*Quoted passage*.
####
Exploring new business opportunities?

What to think about when buying a business

I’ve often felt that leaders in the retail automotive space are the most entrepreneurial people in business. They are self-motivated and driven, communicative and resourceful. 

Most importantly though, their ability to be nimble in the face of adversity is what really sets them apart from the average person. We have seen this in spades throughout the COVID pandemic. 

Dealerships have not only survived, they have thrived; growing in profitability, size and capacity. The acquisition market remained hot throughout the first quarter of 2022 with multiples on premium brands averaging six to eight times EBITDA.  

The continued strength of the retail automotive space is really a testament to this entrepreneurial spirit. Leaders are constantly looking to grow their business. The best in class are always exploring new opportunities—whether that means acquiring new dealerships or complementing an existing business with an ancillary-type venture. 

Let’s explore the things you should consider when analyzing a new business:

Current financial markets and economy: Consider the general state of the economy with specific focus on the sector you are looking to participate in. Is it strong and growing, or weak and bearish? How will interest rate increases impact your opportunity? This factor will be more important for those needing acquisition financing and inventory return expectations, so ensure you consider this factor from a broad perspective.

Financial strength of the business: Consider the stability and consistency of the earnings you are analyzing. You are trying to determine if the number you are looking at is a “normal” representation of what this business can actually achieve. 

Don’t be afraid to ask hard questions. If you see a large spike or drop in earnings you need to do the work to understand why. This will have a direct impact on the acquisition price. 

For volume-based businesses, such as automotive dealers, you also need to consider that high-volume businesses generally attract higher multiples than low ones—even if they generate the same net profits. This is what I call the “momentum” factor. There is an unexplained energy that exists in a dealership that is constantly busy—the hustle and bustle is infectious and creates momentum that could lead to bigger and better profitability in the future. 

Your front-line manager, not the executive team, will drive the success of the business from a customer and strategy perspective. While owners take the risk, it is really the team below them that will make the gears turn properly. 

Location, location, location: Dealerships located in high growth, business-friendly areas will demand a premium compared to those that are located in desolate rural places. The real question you need to ask is, can you create a synergy with the acquired entry, assuming the location won’t change in the near future? 

Management team and employees: Inheriting a quality management team is the real “game changer” in your business venture. The wrong people will surely lead you to failure. 

Your front-line manager, not the executive team, will drive the success of the business from a customer and strategy perspective. While owners take the risk, it is really the team below them that will make the gears turn properly. Without them, you will fail. Full stop. To that end, you must not only consider the employees you are acquiring, but more importantly, what your strategy is to retain them.
####
*Listed records*.
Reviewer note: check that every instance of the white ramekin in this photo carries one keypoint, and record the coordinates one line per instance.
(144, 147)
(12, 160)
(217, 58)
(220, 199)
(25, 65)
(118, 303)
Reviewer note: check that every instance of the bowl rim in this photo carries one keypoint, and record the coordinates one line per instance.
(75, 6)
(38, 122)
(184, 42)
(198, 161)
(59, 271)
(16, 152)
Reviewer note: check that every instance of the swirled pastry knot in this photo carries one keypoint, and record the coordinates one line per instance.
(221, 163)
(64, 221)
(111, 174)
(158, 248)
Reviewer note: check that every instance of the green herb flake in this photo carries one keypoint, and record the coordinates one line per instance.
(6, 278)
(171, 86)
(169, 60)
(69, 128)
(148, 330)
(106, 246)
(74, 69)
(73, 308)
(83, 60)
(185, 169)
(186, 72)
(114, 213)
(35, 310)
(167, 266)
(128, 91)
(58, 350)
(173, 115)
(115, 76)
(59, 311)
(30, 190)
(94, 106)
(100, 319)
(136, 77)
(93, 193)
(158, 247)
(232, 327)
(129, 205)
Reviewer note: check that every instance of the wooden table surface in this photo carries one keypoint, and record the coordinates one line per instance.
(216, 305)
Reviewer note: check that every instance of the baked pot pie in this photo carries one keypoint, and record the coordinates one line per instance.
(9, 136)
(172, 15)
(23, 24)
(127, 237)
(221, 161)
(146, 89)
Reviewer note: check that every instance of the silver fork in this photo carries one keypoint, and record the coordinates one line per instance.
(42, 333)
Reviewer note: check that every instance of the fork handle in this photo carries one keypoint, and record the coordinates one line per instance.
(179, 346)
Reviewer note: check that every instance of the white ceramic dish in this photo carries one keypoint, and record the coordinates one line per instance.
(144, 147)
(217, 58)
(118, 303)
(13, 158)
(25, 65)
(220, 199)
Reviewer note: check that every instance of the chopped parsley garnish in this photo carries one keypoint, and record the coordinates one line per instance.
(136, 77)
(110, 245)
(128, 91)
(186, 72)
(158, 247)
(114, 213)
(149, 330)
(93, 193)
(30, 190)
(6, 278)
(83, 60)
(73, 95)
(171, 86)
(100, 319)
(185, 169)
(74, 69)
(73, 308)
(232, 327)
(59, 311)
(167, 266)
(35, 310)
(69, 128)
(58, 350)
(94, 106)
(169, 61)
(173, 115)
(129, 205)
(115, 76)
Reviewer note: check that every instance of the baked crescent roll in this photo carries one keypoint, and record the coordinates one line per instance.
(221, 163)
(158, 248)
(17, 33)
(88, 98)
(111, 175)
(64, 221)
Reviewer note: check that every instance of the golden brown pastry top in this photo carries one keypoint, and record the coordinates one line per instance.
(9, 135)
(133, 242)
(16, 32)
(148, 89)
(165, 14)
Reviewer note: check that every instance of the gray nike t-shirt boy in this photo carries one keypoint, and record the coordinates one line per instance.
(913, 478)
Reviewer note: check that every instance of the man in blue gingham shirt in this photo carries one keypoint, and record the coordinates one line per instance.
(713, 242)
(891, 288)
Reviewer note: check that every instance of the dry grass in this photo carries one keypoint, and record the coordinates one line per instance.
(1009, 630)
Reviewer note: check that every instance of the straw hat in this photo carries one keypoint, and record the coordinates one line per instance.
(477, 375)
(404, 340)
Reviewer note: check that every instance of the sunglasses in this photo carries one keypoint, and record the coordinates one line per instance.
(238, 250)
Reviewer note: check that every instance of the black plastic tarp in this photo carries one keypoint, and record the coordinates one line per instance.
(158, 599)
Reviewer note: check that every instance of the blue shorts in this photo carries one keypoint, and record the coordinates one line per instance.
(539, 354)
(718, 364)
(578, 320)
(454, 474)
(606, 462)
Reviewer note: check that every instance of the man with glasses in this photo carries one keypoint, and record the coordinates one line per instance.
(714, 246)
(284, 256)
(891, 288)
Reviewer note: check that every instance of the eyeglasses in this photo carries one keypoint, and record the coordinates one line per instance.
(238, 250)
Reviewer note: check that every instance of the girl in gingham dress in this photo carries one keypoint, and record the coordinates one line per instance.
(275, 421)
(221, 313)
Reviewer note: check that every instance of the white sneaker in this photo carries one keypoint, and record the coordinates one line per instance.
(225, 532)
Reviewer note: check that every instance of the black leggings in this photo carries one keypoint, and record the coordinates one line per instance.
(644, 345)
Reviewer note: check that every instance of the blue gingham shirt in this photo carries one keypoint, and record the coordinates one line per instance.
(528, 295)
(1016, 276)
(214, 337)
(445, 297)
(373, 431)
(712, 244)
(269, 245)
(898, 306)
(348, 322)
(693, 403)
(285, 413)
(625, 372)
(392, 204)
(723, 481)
####
*Assigned task A*. Return the stretch of the article on buying a business from "What to think" through "communicative and resourceful.", copied word for word.
*Assigned task B*. Carry the article on buying a business forward from its final sentence.

*Exercise response A*.
What to think about when buying a business

I’ve often felt that leaders in the retail automotive space are the most entrepreneurial people in business. They are self-motivated and driven, communicative and resourceful.

*Exercise response B*.
Real estate: In major Canadian markets, such as Toronto and Vancouver, real estate ownership creates a natural hedge against poor operating results. It is therefore more valuable to buy a business that owns its land and building than one that doesn’t. While you may not be a real estate mogul, the possible financing and leveraging opportunities are endless when you own an asset that is guaranteed to increase in value over time. 

Reputation: Dealerships with strong brand reputation will attract the biggest multiples. That is because of the uphill battle one must climb when you are trying to alter customer perception of your organization. It’s very tough to change what people think of you. You’ll need to spend a lot of time and money to win back customers and this might not be a battle you can win. Before signing the agreement, speak to a sample of the dealership’s customer base to gain insights on where improvements need to be made. Then draft your plan of attack. 

The “You” factor: This is one that buyers often overlook. You need to know what you are bringing to the table and determine how this addition will fit in your business structure—even more importantly, how you will fit with it! 

What can you and your team offer this business that will help them take off—is it financial resources, strategic leadership, external relationship, synergies or complementary services? This list can be long or short. 

The key is for it to be derived from “truth.” Be factual and honest. Do a SWOT analysis of yourself and remember to document it. This will lead to a solid action plan and setting yourself up for success.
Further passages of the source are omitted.